[ASSIGNMENT A] Render the entries as a numbered list, from the line containing "</instance>" through the end of the entries, both ends included and blank lines left out.

---- PASSAGE

No, they typically have different service ports from what you'd buy down at the Hazard Fraught, and they typically run radically different pressures from automotive applications as well.

If you have a variable cycle inverter compressor (like I do), the pressure differential isn't a static figure either.
 
yeah, i should check those. Im guessing theyre a pain in the ass to get to.
The one that's likely to be full of shit is the condenser, which should be hanging out in front of the radiator.

IDK how hard that is to get to on a Honda Odyssey, but I can generally spray coil cleaner right through the grill onto the condenser in my Z, my GTO, my Infiniti, and my Audi, then hit them with the pressure washer lickety split.
 
jesus... theyll stand up a to a pressure washer?

I try not to hit coil fins with anything heavier than rainshower mode on a hose for fear of bending em all up
 
you're right, its right in front of the rad.

Gotta remove the bumper to get to it though :/ Front bay is super cramped in the odyssey for all things. Getting to the spark plugs in a big effort
 
jesus... theyll stand up a to a pressure washer?

I try not to hit coil fins with anything heavier than rainshower mode on a hose for fear of bending em all up
I'm not right on it, and my pressure washer isn't fully PROFESSIONAL GRADE, since it's electric, but yeah. I go at it with a 15° tip, from a few feet away, and it cleans up radiators and shit easy as you please.

--------
---- SUPPLIED MATERIAL

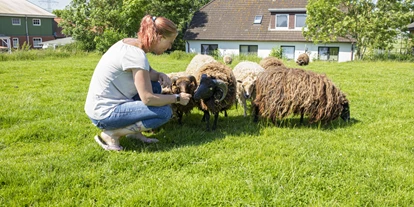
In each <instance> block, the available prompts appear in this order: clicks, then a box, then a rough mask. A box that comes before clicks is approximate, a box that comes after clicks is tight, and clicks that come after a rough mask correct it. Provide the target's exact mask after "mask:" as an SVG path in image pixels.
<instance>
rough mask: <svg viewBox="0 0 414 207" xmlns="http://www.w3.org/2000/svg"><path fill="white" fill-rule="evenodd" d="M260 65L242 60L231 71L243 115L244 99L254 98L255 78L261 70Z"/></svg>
mask: <svg viewBox="0 0 414 207" xmlns="http://www.w3.org/2000/svg"><path fill="white" fill-rule="evenodd" d="M263 71H264V69H263V68H262V66H260V65H259V64H257V63H255V62H251V61H242V62H240V63H238V64H237V65H236V66H235V67H234V69H233V73H234V76H235V77H236V80H237V101H238V103H239V104H241V105H242V106H243V110H244V114H243V115H244V116H245V117H246V116H247V103H246V100H247V99H250V100H254V97H255V93H256V78H257V76H258V75H259V73H261V72H263Z"/></svg>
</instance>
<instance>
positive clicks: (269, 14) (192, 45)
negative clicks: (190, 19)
mask: <svg viewBox="0 0 414 207" xmlns="http://www.w3.org/2000/svg"><path fill="white" fill-rule="evenodd" d="M306 5H307V1H306V0H212V1H210V2H209V3H208V4H206V5H205V6H204V7H202V8H201V9H200V10H199V11H198V12H196V13H195V14H194V16H193V18H192V21H191V23H190V25H189V28H188V29H187V31H186V33H185V34H184V39H185V40H186V51H187V52H190V53H198V54H211V53H212V52H213V51H218V52H219V53H220V54H221V55H240V54H257V55H258V56H259V57H267V56H269V54H270V52H271V51H272V49H273V48H275V49H279V48H280V49H282V55H283V56H284V57H285V58H288V59H292V60H296V59H297V57H298V56H299V55H300V54H301V53H305V52H306V53H308V54H309V55H310V57H311V59H319V60H327V61H338V62H345V61H351V60H353V57H354V45H353V43H352V41H351V40H349V39H345V38H338V39H337V41H335V42H331V43H326V44H314V43H313V42H312V41H307V40H306V39H305V38H304V36H303V34H302V27H304V26H305V20H306Z"/></svg>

--------

[ASSIGNMENT B] In the discussion about cleaning a car's condenser, why does one poster avoid hitting coil fins with anything heavier than rainshower mode on a hose?

[EXPECTED OUTPUT A]
1. </instance>
2. <instance>
3. positive clicks: (269, 14) (192, 45)
4. negative clicks: (190, 19)
5. mask: <svg viewBox="0 0 414 207" xmlns="http://www.w3.org/2000/svg"><path fill="white" fill-rule="evenodd" d="M306 5H307V1H306V0H212V1H210V2H209V3H208V4H206V5H205V6H204V7H202V8H201V9H200V10H199V11H198V12H196V13H195V14H194V16H193V18H192V21H191V23H190V25H189V28H188V29H187V31H186V33H185V34H184V39H185V40H186V51H187V52H190V53H198V54H211V53H212V52H213V51H218V52H219V53H220V54H221V55H240V54H257V55H258V56H259V57H267V56H269V54H270V52H271V51H272V49H273V48H275V49H279V48H280V49H282V55H283V56H284V57H285V58H288V59H292V60H296V59H297V57H298V56H299V55H300V54H301V53H305V52H306V53H308V54H309V55H310V57H311V59H319V60H327V61H338V62H345V61H351V60H353V57H354V45H353V43H352V41H351V40H349V39H345V38H338V39H337V41H335V42H331V43H326V44H314V43H313V42H312V41H307V40H306V39H305V38H304V36H303V34H302V27H304V26H305V20H306Z"/></svg>

[EXPECTED OUTPUT B] The poster is afraid that anything stronger would bend the fins.